►

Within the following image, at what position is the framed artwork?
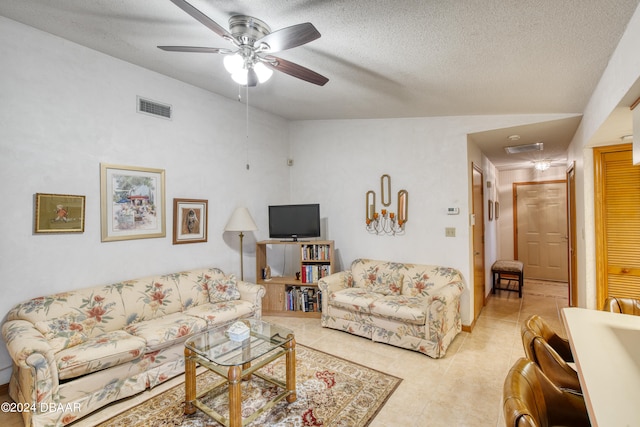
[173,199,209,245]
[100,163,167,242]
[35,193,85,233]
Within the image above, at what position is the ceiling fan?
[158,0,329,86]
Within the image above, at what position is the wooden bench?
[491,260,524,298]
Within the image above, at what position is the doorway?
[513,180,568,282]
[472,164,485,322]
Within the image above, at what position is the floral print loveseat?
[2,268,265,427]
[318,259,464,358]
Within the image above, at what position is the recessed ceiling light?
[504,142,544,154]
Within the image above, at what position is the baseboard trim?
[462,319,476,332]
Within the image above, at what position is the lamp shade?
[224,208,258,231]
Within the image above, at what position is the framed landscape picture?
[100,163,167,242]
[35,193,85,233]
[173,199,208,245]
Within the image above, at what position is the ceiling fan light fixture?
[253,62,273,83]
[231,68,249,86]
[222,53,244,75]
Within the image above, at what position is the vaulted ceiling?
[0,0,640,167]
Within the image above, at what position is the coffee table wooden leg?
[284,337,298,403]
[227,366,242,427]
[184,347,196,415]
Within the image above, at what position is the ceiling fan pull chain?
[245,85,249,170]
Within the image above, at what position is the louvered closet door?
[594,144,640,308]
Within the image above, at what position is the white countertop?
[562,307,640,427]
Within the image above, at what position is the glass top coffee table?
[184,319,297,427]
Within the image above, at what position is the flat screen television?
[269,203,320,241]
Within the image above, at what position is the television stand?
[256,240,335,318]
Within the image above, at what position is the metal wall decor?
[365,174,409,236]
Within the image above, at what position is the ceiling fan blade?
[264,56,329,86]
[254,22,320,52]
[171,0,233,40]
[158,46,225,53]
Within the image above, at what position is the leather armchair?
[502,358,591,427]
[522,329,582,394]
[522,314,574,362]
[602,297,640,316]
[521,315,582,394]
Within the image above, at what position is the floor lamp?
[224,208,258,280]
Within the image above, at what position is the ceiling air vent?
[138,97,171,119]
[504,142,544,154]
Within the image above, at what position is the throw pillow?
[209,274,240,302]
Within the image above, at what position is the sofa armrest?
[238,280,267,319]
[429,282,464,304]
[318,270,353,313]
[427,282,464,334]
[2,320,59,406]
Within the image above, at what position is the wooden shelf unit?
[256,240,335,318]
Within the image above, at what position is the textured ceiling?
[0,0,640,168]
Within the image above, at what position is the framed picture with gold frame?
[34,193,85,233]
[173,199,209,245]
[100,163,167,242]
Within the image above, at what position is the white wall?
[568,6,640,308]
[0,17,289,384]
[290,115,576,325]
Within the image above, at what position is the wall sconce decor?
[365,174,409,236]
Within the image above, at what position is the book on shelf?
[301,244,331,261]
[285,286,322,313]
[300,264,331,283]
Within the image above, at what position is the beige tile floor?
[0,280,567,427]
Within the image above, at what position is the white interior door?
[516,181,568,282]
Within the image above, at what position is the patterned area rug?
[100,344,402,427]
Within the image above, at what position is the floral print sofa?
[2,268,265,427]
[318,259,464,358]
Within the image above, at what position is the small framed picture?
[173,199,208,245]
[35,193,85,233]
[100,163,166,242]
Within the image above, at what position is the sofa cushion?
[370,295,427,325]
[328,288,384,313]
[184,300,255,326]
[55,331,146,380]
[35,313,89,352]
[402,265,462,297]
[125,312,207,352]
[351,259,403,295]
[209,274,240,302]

◄

● **Task instructions**:
Can you render all of the rows above as a JSON list of strings, with one string per line, blank lines skipped, and the pictures left out?

● **Exercise answer**:
[
  "Within the following image, at what position is the framed artwork?",
  "[173,199,209,245]",
  "[100,163,167,242]",
  "[35,193,85,233]",
  "Within the image above, at what position is the ceiling fan?",
  "[158,0,329,86]",
  "Within the image above, at what position is the wooden bench?",
  "[491,260,524,298]",
  "Within the image above, at what position is the doorway?",
  "[513,180,568,282]",
  "[472,164,485,322]",
  "Within the image above, at what position is the floral print loveseat?",
  "[2,268,265,427]",
  "[318,259,464,358]",
  "Within the image above, at what position is the recessed ceiling light?",
  "[504,142,544,154]",
  "Within the image above, at what position is the baseboard trim?",
  "[462,319,476,332]",
  "Within the image above, at what position is the lamp shade?",
  "[224,208,258,231]",
  "Within the image above, at what position is the framed landscape picture?",
  "[100,163,167,242]",
  "[35,193,85,233]",
  "[173,199,208,245]",
  "Within the image above, at what position is the ceiling fan light fixture?",
  "[253,62,273,83]",
  "[231,68,249,86]",
  "[222,53,244,75]",
  "Within the image above, at what position is the vaulted ceiling?",
  "[0,0,640,167]",
  "Within the image above, at what position is the coffee table wooden leg?",
  "[284,337,298,403]",
  "[227,366,242,427]",
  "[184,347,196,415]",
  "Within the image above, at what position is the ceiling fan pull chain?",
  "[245,85,249,170]",
  "Within the image above, at what position is the louvered closet door?",
  "[594,144,640,308]",
  "Within the image above, at what position is the white countertop?",
  "[562,307,640,427]",
  "Within the image above, at what position is the glass top coffee table?",
  "[184,319,297,427]",
  "Within the image above, at what position is the flat screen television?",
  "[269,203,320,241]",
  "Within the image above, at what position is the television stand?",
  "[256,240,335,318]",
  "Within the image above, at what position is the metal wall decor?",
  "[365,174,409,236]",
  "Within the image above, at what position is the ceiling fan blade?",
  "[264,56,329,86]",
  "[254,22,320,52]",
  "[171,0,233,40]",
  "[158,46,225,53]",
  "Within the image above, at what position is the leather armchair?",
  "[502,358,591,427]",
  "[522,329,582,394]",
  "[522,314,574,362]",
  "[602,297,640,316]",
  "[521,315,582,394]",
  "Within the image above, at what position is the floor lamp?",
  "[224,208,258,280]",
  "Within the image above, at what position is the ceiling air vent?",
  "[138,97,171,119]",
  "[504,142,544,154]",
  "Within the image above, at what position is the throw pillow?",
  "[209,274,240,302]",
  "Within the image above, at what position is the sofa armrest?",
  "[238,280,267,319]",
  "[429,282,464,304]",
  "[318,270,353,313]",
  "[427,282,464,334]",
  "[2,320,59,406]",
  "Within the image above, at what position is the wooden shelf unit?",
  "[256,240,335,318]",
  "Within the image above, at what position is the textured ceiling?",
  "[0,0,640,168]",
  "Within the image above, at what position is the framed picture with gold frame?",
  "[34,193,85,233]",
  "[173,199,209,245]",
  "[100,163,167,242]",
  "Within the image above, at what position is the white wall?",
  "[568,6,640,308]",
  "[0,17,289,384]",
  "[290,115,576,325]",
  "Within the image above, at what position is the wall sconce decor?",
  "[365,174,409,236]",
  "Within the image above, at what position is the book on shelf?",
  "[301,244,331,261]",
  "[285,286,322,313]",
  "[300,264,331,283]",
  "Within the image above, at what position is the beige tile floor?",
  "[0,280,567,427]",
  "Within the image above, at what position is the white interior door?",
  "[516,181,568,282]",
  "Within the image above, at what position is the patterned area rug?",
  "[100,344,402,427]",
  "Within the image above, at what position is the floral print sofa?",
  "[2,268,265,427]",
  "[318,259,464,358]",
  "Within the image above, at what position is the small framed picture?",
  "[173,199,208,245]",
  "[35,193,85,233]",
  "[100,163,166,242]",
  "Within the image above, at what position is the sofa cushion?",
  "[370,295,427,325]",
  "[328,288,384,313]",
  "[184,300,255,326]",
  "[55,331,146,380]",
  "[35,313,89,352]",
  "[402,265,462,297]",
  "[125,312,207,352]",
  "[351,259,403,295]",
  "[209,274,240,302]"
]